= Exercise =
Only an exact repetition of the lines from the one holding "per_instance = true" to the end of the data is wanted, with pictures left out.

[[ Supplied data open ]]

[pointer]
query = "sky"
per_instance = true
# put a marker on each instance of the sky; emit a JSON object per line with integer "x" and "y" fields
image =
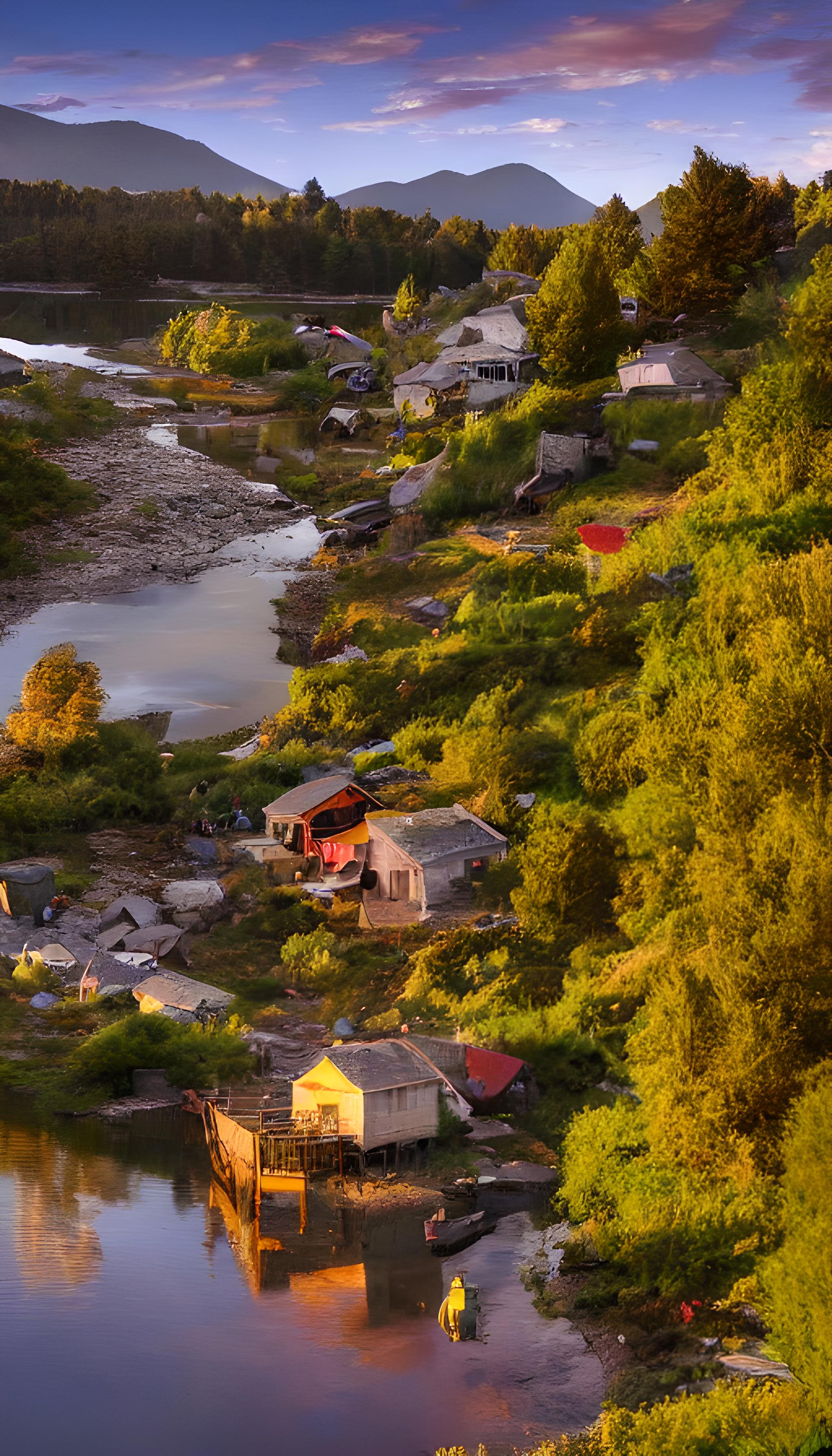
{"x": 607, "y": 97}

[[ Supplied data closed ]]

= Result of this exercise =
per_instance = true
# put a marker on each instance of the sky; emit a JSON object per line with integer "x" and "y" fields
image =
{"x": 607, "y": 97}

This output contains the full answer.